Work required: Could you output the lines below word for word, leaving out any pictures?
-- Begin --
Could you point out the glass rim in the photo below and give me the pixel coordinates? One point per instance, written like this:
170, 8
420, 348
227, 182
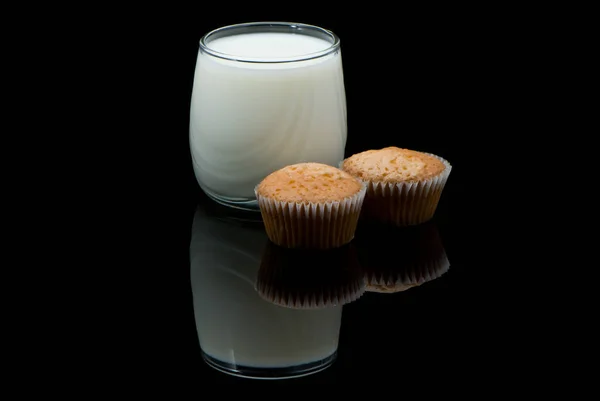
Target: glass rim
275, 26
-- End --
Full solution:
Could you point out the glass rim in the photo below and give me the pixel coordinates? One point per instance, written like this:
170, 8
420, 348
227, 182
Target: glass rim
275, 26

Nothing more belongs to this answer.